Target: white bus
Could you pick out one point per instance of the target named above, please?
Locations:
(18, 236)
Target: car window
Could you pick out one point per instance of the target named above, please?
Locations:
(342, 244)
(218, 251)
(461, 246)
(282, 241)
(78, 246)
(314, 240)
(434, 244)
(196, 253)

------------------------

_WORK INSTRUCTIONS_:
Go through the data above and copy all of it exactly.

_SOLUTION FOR THIS TASK_:
Target: white bus
Could you pick out one point per instance of the target named above, please?
Locations:
(18, 236)
Target: car window
Could you pick out one point per instance of the target named above, please?
Locations:
(342, 244)
(218, 251)
(461, 246)
(282, 241)
(78, 246)
(314, 240)
(434, 244)
(196, 253)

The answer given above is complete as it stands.